## Document extract

-- start --

Canary Islands, Spain
by Pamela Cranshaw
While whizzing along Tenerife’s scenic west coast, a sea of flags and gently swaying streamers entices us to stop. It was a fiesta in honour of La Virgen de Candelaria, the Canary Islands patron saint. A coastal town, Alcala changed its name to Candelaria (meaning Candle Mass) when the saint’s image was washed up Chimisay beach.
The fiesta held in her honour draws churchgoers and visitors from all over the island. But in the 14th Century, the strange, candle carrying female wasn’t such a welcoming sight. In fact, the Gauche goatherds (first known Island inhabitants) were so petrified by her presence they tried hacking her to pieces.
When they discovered that our Lady had powers they placed her in a cave and worshipped her. Sadly, an 1826, landslide tossed the ebony effigy back to sea. Her doll-like double fashioned in 1827 by Fernando Estévanez is housed in the Basilica de Nuestra Señora de Candelaria.

-- end --

## Given records
-- start --

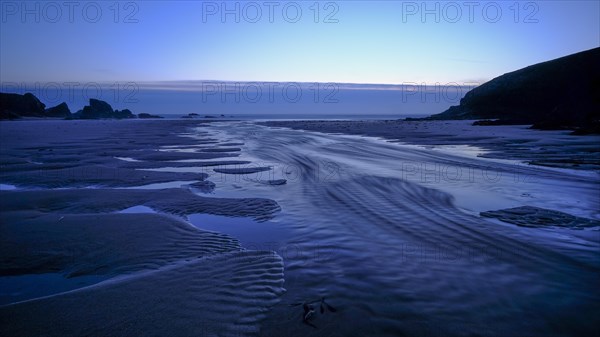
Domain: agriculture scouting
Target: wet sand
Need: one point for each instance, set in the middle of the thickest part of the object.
(151, 274)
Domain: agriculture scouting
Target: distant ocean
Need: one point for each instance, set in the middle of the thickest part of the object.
(253, 100)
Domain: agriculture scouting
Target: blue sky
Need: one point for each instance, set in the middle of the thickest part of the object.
(363, 42)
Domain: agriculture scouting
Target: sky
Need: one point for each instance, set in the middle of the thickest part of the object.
(389, 42)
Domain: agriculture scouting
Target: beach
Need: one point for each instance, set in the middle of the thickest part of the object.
(220, 228)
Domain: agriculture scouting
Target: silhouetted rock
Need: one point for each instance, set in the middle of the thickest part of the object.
(16, 106)
(144, 115)
(562, 93)
(125, 113)
(61, 110)
(99, 109)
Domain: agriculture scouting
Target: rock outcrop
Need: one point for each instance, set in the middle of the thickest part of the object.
(98, 109)
(144, 115)
(61, 110)
(558, 94)
(16, 106)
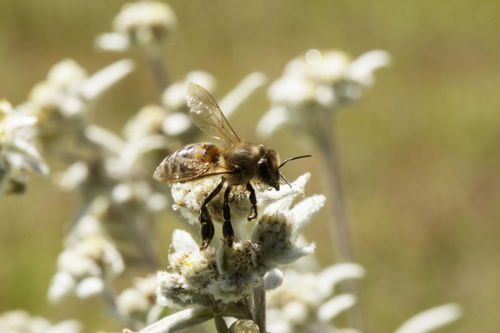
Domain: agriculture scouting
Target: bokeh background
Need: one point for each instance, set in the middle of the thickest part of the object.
(419, 153)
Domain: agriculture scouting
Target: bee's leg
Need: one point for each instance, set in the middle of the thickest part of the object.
(227, 228)
(253, 202)
(207, 226)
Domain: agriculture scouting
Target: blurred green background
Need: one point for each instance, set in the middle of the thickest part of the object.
(419, 153)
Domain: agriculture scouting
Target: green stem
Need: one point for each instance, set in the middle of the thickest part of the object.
(339, 225)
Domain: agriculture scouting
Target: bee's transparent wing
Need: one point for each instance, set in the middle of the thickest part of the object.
(206, 114)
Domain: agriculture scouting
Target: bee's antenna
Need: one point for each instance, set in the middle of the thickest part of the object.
(286, 180)
(291, 159)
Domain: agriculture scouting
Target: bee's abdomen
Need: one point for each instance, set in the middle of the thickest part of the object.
(189, 162)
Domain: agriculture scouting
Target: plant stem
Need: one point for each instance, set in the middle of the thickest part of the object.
(220, 324)
(259, 308)
(339, 226)
(157, 64)
(179, 320)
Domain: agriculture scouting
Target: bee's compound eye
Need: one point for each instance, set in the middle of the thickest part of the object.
(264, 170)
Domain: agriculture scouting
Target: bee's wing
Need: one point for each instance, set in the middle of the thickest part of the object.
(206, 114)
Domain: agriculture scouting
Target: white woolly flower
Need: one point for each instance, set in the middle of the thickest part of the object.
(229, 275)
(147, 121)
(18, 154)
(431, 319)
(84, 268)
(20, 321)
(141, 22)
(304, 301)
(139, 301)
(315, 83)
(60, 103)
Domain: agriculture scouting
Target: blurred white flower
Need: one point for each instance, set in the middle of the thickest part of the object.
(305, 300)
(18, 154)
(60, 103)
(85, 266)
(142, 22)
(315, 83)
(139, 301)
(229, 275)
(431, 319)
(20, 321)
(174, 97)
(147, 121)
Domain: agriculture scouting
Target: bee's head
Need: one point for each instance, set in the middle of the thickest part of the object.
(268, 167)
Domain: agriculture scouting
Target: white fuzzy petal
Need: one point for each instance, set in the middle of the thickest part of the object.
(183, 242)
(73, 176)
(114, 42)
(89, 287)
(333, 307)
(362, 68)
(431, 319)
(340, 272)
(67, 326)
(104, 138)
(271, 121)
(305, 210)
(61, 286)
(273, 279)
(106, 78)
(176, 123)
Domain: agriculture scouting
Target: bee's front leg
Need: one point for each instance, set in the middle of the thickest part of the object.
(207, 226)
(253, 202)
(227, 228)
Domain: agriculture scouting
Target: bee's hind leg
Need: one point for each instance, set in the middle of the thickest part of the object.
(207, 226)
(227, 228)
(253, 202)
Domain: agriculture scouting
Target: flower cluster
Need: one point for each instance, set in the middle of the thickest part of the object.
(304, 302)
(139, 301)
(318, 82)
(89, 262)
(21, 321)
(18, 153)
(139, 23)
(229, 275)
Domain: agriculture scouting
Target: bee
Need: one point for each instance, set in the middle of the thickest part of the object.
(235, 161)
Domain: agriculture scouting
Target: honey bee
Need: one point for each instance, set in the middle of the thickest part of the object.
(235, 161)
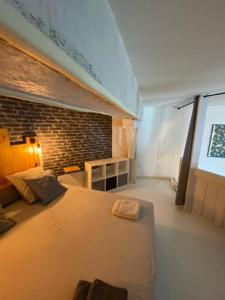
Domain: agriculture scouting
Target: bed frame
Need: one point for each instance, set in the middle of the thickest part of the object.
(19, 157)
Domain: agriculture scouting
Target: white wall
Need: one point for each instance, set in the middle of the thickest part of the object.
(214, 115)
(86, 31)
(161, 140)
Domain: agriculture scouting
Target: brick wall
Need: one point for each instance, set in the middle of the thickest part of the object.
(67, 137)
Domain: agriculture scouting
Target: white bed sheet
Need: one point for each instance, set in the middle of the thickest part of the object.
(76, 237)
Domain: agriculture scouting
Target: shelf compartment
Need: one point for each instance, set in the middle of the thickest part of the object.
(111, 183)
(98, 173)
(111, 170)
(122, 179)
(99, 185)
(123, 167)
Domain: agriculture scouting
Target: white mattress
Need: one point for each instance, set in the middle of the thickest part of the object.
(76, 237)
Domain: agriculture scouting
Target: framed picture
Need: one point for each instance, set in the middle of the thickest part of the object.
(217, 141)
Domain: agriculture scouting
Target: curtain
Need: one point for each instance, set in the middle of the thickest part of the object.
(186, 162)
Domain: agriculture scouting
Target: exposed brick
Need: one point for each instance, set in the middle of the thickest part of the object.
(67, 137)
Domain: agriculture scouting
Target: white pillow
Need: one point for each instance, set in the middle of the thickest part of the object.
(25, 191)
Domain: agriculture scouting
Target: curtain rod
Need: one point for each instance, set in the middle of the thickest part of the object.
(182, 106)
(211, 95)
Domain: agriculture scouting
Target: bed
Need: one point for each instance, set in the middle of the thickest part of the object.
(76, 237)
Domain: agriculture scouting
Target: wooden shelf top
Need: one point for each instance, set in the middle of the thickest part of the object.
(99, 162)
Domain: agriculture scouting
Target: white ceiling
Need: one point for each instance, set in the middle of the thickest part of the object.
(176, 47)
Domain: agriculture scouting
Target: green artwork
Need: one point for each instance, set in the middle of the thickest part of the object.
(217, 141)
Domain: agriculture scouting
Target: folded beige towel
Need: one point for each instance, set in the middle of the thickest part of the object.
(129, 209)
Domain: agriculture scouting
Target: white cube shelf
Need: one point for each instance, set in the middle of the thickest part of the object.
(106, 174)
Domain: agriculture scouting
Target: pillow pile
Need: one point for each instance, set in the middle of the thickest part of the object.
(8, 194)
(5, 223)
(36, 184)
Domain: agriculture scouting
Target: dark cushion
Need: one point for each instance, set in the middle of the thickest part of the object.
(8, 195)
(100, 290)
(5, 224)
(46, 188)
(81, 290)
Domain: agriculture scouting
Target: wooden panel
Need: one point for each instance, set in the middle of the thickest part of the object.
(210, 202)
(17, 158)
(199, 196)
(220, 208)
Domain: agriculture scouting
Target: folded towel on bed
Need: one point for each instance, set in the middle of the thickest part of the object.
(99, 290)
(129, 209)
(81, 290)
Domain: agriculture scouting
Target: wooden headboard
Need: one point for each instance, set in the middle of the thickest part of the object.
(16, 158)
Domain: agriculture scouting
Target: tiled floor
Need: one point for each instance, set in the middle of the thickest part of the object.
(190, 251)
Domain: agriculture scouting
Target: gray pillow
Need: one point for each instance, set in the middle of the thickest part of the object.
(5, 224)
(46, 188)
(8, 195)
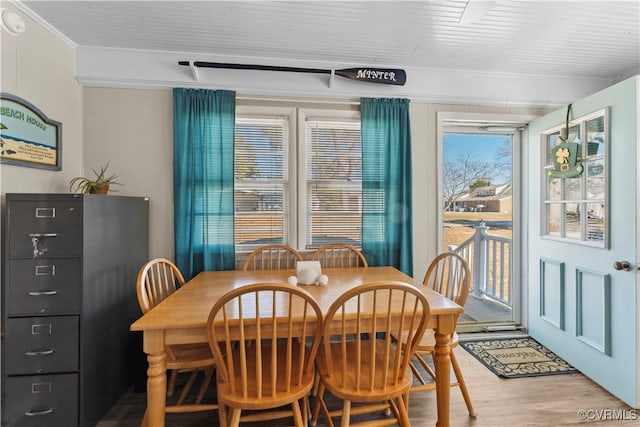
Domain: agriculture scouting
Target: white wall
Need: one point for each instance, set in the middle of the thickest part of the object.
(39, 68)
(132, 130)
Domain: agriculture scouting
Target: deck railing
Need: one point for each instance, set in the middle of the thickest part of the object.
(489, 259)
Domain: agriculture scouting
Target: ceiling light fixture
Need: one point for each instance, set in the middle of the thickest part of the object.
(12, 23)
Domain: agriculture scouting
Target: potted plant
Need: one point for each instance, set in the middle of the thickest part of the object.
(98, 185)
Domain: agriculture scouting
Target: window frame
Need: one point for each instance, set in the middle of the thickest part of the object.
(295, 213)
(583, 200)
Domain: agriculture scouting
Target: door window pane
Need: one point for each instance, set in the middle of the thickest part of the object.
(576, 197)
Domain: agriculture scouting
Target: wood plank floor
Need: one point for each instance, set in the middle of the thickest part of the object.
(555, 400)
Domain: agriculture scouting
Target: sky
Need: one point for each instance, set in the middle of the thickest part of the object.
(482, 147)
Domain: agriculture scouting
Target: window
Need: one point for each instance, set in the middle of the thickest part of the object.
(334, 182)
(261, 181)
(298, 178)
(576, 203)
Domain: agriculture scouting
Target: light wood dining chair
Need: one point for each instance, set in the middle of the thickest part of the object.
(157, 280)
(272, 257)
(448, 274)
(339, 255)
(359, 361)
(265, 338)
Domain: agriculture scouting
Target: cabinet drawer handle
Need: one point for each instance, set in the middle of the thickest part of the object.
(45, 270)
(38, 413)
(43, 235)
(45, 212)
(40, 293)
(39, 353)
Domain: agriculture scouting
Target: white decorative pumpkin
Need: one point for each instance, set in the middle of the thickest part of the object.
(308, 272)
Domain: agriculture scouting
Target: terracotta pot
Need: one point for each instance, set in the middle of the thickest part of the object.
(100, 189)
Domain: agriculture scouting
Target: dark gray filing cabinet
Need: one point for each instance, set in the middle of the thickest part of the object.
(69, 297)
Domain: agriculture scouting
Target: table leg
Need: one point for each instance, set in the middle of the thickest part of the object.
(443, 370)
(156, 378)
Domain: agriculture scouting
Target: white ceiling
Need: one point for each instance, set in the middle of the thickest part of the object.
(503, 51)
(568, 38)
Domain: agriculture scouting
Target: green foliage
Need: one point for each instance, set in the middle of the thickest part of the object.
(84, 185)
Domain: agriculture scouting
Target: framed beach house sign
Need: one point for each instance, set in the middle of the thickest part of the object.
(27, 136)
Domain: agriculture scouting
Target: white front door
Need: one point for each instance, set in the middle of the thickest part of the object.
(583, 229)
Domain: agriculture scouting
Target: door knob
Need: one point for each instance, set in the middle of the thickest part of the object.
(622, 265)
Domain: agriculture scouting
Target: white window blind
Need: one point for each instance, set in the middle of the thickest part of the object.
(261, 181)
(333, 182)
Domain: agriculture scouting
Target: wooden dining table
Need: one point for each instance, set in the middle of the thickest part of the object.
(182, 319)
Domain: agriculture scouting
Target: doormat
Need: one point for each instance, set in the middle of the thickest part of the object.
(517, 357)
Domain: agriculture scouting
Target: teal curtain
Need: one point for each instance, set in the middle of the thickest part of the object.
(387, 237)
(203, 139)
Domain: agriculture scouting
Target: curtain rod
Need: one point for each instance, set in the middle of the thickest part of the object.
(299, 100)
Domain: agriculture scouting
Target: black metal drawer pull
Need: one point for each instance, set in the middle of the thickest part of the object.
(39, 352)
(41, 293)
(45, 270)
(38, 413)
(45, 212)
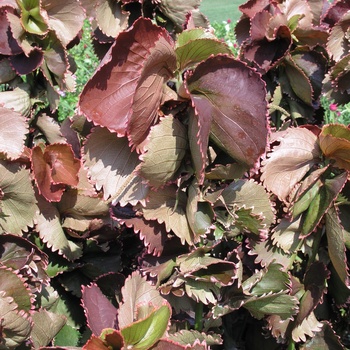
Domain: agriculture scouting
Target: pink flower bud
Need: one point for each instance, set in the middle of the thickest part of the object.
(333, 107)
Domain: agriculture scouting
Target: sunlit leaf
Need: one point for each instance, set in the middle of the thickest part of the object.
(99, 311)
(334, 142)
(137, 292)
(17, 202)
(218, 88)
(166, 147)
(141, 335)
(111, 166)
(288, 162)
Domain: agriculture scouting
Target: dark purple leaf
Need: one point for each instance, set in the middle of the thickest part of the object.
(229, 99)
(99, 311)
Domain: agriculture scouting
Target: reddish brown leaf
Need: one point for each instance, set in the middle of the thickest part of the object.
(230, 97)
(108, 97)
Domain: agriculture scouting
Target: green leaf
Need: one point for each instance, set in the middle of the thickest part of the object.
(336, 245)
(165, 150)
(321, 202)
(15, 326)
(17, 202)
(280, 304)
(274, 280)
(229, 99)
(196, 45)
(51, 231)
(141, 335)
(45, 326)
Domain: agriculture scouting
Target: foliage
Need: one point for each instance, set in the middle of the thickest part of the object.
(195, 199)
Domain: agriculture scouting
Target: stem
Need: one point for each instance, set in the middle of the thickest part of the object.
(198, 321)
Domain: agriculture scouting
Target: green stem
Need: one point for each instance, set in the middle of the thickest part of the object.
(198, 321)
(315, 246)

-- end --

## Exercises to complete
1/ In the Candelaria article, what was the town named before it took the name Candelaria?
2/ Please rewrite the Candelaria article between "The fiesta held" and "her to pieces.", inclusive, substituting "shepherds" for "goatherds".
3/ Translate this sentence from the Candelaria article into Spanish: "The fiesta held in her honour draws churchgoers and visitors from all over the island."

## Solutions below
1/ Alcala

2/
The fiesta held in her honour draws churchgoers and visitors from all over the island. But in the 14th Century, the strange, candle carrying female wasn’t such a welcoming sight. In fact, the Gauche shepherds (first known Island inhabitants) were so petrified by her presence they tried hacking her to pieces.

3/ La fiesta que se celebra en su honor atrae a fieles y visitantes de toda la isla.